QUOTED PASSAGE START
In 1910 Ringling Brothers'
Circus was in its winter quarters in Baraboo, Wisconsin.
Miss Norman, then eighteen, was already a star on horseback.
But for the act she dreamed of, she needed a very special
horse.
On a farm nearby, she was
told, was a vicious man-killing mare that could be bought
for a song. Its owners, however wanted to see the
idiot who would try to tame her.
For three years Miss Norman
had been saving up for her dream animal. Her
imagination stirred, she rode to the place. From a
distance she looked into the stall where months of dirt and
neglect had accumulated. Her heart went out to the
dumb animal in whose sad eyes the apprehensive girl saw
pleading. She bought the mare without knowing why and
later, by coaxing and promise, led her purchase to the light
where it stood blinking against the sudden offending glare.
Three men armed with iron
spikes and pitchforks delivered the horse to Baraboo next
morning.
It was an unbelieving boss,
Al Ringling,, who saw the animal days later. Spruce
and beautiful after baths and lotions, she impressed the
famous rider so much that he suggested Miss Norman call her
Silver Queen after his own Silver King, which had appeared
at Buckingham Palace and all over Europe with Al, the Grand
Old Man of the circus. Al brought Tom Mix along too to
see the mare.
"Silver Queen," says Mrs.
QUOTED PASSAGE END
INFORMATION START
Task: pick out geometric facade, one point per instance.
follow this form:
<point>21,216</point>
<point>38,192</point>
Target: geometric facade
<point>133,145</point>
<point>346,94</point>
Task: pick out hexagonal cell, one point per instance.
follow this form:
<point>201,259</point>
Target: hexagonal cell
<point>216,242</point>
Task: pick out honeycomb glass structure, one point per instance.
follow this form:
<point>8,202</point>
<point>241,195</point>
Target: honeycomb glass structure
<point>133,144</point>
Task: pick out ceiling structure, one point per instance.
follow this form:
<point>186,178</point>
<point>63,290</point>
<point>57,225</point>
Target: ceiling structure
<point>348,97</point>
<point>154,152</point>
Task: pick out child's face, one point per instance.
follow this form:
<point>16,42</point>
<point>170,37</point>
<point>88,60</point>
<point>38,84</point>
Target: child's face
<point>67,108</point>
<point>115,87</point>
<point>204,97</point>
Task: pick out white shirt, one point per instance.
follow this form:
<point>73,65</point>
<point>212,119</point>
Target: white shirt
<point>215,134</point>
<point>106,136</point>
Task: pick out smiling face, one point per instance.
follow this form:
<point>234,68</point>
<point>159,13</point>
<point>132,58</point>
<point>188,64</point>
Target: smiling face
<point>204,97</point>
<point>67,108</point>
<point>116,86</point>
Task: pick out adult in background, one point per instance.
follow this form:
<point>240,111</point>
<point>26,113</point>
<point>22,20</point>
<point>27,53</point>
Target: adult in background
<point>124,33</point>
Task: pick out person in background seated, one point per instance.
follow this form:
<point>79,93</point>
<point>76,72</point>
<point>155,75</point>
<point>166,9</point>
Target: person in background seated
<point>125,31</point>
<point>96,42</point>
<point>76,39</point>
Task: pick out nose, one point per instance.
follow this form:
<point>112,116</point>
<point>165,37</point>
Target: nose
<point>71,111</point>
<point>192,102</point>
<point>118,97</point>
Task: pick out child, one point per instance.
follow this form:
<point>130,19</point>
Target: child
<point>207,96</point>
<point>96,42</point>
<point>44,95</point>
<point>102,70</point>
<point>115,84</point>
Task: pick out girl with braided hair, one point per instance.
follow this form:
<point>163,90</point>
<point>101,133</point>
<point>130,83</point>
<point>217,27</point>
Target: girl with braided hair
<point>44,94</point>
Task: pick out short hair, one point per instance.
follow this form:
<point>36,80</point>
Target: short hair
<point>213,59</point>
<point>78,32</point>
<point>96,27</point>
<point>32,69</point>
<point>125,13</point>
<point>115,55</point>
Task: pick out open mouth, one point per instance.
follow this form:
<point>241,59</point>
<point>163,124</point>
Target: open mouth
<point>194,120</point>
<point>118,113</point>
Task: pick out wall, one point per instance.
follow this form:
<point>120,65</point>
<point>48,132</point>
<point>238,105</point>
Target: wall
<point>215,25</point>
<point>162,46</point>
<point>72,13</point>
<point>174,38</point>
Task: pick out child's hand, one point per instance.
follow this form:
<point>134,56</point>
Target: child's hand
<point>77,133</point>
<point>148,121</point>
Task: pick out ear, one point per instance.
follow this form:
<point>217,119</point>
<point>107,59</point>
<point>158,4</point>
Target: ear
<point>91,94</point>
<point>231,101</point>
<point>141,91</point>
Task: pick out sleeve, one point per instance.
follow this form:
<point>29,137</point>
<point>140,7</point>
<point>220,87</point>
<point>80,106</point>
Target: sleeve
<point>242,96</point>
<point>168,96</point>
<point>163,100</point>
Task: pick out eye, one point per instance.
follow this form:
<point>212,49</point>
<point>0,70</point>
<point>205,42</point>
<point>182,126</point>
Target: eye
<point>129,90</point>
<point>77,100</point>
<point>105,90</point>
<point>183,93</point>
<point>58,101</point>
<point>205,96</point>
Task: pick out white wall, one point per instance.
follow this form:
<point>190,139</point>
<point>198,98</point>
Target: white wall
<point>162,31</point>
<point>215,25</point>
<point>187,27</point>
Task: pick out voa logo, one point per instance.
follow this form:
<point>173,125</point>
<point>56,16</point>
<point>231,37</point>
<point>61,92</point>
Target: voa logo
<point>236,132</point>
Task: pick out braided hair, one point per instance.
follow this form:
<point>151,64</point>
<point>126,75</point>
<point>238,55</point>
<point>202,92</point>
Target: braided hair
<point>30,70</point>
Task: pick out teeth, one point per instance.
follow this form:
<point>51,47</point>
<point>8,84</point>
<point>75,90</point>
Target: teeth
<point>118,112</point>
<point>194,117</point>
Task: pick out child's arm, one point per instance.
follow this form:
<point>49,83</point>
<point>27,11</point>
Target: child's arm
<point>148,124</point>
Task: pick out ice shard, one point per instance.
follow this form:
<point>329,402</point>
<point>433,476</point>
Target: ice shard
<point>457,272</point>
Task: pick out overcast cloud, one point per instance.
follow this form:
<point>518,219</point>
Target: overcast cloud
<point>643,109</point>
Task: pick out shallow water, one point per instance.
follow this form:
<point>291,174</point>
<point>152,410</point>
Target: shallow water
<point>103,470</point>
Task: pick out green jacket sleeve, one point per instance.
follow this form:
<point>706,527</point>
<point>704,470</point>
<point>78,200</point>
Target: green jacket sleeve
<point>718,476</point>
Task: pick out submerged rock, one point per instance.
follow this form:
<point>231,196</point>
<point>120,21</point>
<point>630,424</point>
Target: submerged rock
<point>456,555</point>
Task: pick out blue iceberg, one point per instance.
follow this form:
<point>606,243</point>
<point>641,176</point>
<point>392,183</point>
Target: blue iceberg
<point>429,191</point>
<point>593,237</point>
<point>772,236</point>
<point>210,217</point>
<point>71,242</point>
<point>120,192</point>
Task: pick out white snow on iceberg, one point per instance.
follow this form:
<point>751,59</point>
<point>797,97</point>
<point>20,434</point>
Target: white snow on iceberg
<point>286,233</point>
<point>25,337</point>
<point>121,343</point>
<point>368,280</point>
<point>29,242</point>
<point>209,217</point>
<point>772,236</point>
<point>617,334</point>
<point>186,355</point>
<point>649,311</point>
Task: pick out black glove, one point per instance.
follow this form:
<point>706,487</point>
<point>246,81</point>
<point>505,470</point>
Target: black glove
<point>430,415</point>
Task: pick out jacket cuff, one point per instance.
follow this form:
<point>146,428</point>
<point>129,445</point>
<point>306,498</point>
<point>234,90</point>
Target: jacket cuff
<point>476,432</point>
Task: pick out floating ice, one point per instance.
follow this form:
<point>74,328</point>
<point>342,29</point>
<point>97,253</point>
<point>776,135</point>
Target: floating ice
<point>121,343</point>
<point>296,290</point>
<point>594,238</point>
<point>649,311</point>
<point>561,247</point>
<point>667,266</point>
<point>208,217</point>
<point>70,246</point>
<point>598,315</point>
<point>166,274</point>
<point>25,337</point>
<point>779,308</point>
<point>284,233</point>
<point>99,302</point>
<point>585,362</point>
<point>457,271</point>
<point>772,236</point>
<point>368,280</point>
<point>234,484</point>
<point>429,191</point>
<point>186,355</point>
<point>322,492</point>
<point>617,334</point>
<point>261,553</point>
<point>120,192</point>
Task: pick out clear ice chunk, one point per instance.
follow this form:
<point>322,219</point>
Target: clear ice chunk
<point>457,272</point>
INFORMATION END
→ REQUIRED TASKS
a: For each statement, say yes or no on whether the passage about Miss Norman's mare agrees with it, and quote the text's deciding words. (i) Miss Norman was eighteen in 1910. (ii) Miss Norman delivered the mare to Baraboo herself. (iii) Miss Norman had saved for her dream animal for five years.
b: Carry the passage about Miss Norman's mare on from where it stops.

→ EXERCISE RESULTS
a:
(i) Yes: "Miss Norman, then eighteen, was already a star on horseback."
(ii) No: "Three men armed with iron spikes and pitchforks delivered the horse to Baraboo next morning."
(iii) No: "For three years Miss Norman had been saving up for her dream animal."

b:
Campbell, "might have been just waiting for deliverance.
Gradually she lost her suspicious character. She was
intelligent and caught on quickly."
LEARNED QUICKLY
Nevertheless it was not easy.
the mare was already five years old, with very set ideas.
Weeks and weeks of untiring effort went into perfecting her
waltzing marching, cake-walking and pedestal
balancing. Eventually she was ready for the most
difficult of all performances, the Ménage Act.
Silver Queen loved I all.
As though she had been born exclusively for it, her adroit
obedience was a source of breath-taking wonder to the tens
of thousands who gasped at her antics.
Modest regarding her later
achievements, Mrs. Campbell claims no praise. "Every
animal," she explains, "has a definite personality, like
humans. They have to be understood. Silver Queen
may have been thankful I took her out of the dreary place .
. . I don't know. I can only say she seemed to know I
was trying to be kind and would stand puzzling out what I
said."
Mrs. Campbell herself was at
one time billed as America's foremost horsewoman and as such
travelled countless miles across the U.S., Mexico and
Canada. She and Silver Queen were celebrities.
Their repertoire consisted of fourteen acts, the popularity
of which was evinced by their being in constant demand by
parks, fairs and exhibitions throughout the U.S.
PRIVATE GROOM
Silber Queen now had her own
private groom. From a nonentity in seclusion she could
have been sold for fabulous sums.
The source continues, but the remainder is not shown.